> **Task description**:
If a line below includes the string "side", copy it.

> **Data shown**:
▬▬▬▬▬▬
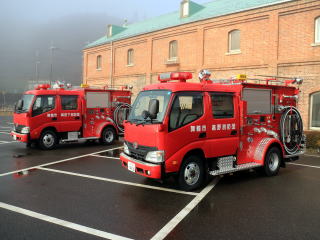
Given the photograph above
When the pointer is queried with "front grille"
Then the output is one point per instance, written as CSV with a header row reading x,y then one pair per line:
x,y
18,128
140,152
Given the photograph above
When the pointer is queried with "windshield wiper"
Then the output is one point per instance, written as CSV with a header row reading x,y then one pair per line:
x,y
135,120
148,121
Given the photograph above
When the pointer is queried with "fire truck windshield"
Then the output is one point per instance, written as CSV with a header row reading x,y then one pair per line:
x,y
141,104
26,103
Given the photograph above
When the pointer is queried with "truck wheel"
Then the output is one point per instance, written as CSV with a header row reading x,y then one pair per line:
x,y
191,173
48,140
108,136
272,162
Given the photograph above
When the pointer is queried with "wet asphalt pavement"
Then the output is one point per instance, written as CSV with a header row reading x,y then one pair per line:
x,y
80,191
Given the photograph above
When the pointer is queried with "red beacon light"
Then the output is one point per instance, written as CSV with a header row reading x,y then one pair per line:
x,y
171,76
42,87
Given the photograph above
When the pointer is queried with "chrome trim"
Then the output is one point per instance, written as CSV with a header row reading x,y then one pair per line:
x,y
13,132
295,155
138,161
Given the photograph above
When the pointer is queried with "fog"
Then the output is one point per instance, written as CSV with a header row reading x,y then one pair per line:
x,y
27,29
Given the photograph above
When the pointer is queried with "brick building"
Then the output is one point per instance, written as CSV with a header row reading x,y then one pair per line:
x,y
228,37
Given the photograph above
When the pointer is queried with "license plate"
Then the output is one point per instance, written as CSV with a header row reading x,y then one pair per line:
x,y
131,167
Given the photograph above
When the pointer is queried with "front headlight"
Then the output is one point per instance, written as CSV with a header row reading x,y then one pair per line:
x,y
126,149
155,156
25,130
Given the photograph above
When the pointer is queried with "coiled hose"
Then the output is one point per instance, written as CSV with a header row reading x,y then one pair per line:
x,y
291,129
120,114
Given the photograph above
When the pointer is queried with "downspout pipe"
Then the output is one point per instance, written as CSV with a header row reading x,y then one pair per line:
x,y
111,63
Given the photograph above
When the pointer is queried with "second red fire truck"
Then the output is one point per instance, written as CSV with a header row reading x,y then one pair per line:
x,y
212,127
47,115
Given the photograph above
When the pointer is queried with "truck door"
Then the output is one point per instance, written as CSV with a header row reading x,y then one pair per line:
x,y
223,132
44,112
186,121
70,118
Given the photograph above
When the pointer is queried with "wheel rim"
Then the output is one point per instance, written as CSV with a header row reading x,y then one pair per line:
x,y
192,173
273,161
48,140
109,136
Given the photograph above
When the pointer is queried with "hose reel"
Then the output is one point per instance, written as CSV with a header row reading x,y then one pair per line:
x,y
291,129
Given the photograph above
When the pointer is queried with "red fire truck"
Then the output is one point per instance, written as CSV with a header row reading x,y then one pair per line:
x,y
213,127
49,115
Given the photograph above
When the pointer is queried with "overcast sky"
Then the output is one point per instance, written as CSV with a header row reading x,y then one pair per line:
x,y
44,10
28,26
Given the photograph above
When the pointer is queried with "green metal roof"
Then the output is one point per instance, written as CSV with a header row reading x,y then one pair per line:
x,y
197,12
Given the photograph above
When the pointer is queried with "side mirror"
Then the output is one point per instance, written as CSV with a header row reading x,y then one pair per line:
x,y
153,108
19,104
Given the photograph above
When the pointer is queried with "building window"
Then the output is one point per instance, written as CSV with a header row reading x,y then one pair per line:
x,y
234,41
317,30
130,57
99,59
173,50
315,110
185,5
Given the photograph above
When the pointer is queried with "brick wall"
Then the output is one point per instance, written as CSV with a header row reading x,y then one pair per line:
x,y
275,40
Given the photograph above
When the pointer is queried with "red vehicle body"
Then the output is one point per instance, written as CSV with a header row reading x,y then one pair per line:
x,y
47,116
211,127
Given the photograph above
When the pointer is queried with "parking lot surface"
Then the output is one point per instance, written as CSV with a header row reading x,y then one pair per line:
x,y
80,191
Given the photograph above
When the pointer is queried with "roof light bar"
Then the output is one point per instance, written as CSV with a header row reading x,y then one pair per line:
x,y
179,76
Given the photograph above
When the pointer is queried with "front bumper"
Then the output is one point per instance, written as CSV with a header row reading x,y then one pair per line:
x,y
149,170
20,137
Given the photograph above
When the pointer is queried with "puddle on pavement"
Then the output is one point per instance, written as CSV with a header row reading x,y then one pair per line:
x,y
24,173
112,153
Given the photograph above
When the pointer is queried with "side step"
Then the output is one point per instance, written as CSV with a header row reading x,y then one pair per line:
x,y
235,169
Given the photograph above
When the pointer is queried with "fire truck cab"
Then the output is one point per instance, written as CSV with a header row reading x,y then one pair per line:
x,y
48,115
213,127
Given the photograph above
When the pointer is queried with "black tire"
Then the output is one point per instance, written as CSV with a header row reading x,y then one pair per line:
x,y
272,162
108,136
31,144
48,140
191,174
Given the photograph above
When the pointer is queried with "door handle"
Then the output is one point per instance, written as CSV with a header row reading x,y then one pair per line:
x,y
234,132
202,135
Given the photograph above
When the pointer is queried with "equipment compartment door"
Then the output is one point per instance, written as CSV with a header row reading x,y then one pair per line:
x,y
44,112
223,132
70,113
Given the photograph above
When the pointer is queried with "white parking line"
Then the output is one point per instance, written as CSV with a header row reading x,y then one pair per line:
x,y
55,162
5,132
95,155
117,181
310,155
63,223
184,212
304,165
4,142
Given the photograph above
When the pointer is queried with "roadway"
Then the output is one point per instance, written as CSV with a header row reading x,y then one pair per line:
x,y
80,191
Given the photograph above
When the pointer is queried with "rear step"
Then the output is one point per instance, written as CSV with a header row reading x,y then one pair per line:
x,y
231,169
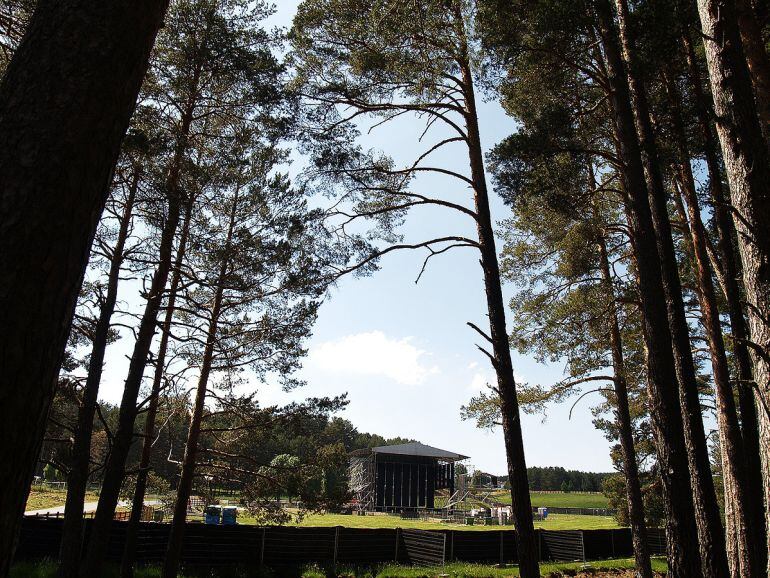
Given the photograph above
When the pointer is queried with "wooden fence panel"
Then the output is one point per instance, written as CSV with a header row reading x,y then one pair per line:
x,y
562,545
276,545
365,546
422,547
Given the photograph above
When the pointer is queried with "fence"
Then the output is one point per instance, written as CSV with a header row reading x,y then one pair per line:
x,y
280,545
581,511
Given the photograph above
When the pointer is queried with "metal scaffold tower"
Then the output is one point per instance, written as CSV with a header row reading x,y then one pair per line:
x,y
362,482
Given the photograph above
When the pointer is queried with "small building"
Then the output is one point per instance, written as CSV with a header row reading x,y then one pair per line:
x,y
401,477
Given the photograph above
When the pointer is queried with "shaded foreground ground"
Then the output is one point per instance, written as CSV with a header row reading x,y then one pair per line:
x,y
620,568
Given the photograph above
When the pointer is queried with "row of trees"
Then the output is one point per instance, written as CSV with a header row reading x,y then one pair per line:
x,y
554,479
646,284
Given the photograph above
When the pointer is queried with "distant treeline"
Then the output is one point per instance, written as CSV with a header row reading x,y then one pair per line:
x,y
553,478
▬▬▬▬▬▬
> **Response below**:
When the pointer is queried with "side mirror"
When the pointer is queried with "side step"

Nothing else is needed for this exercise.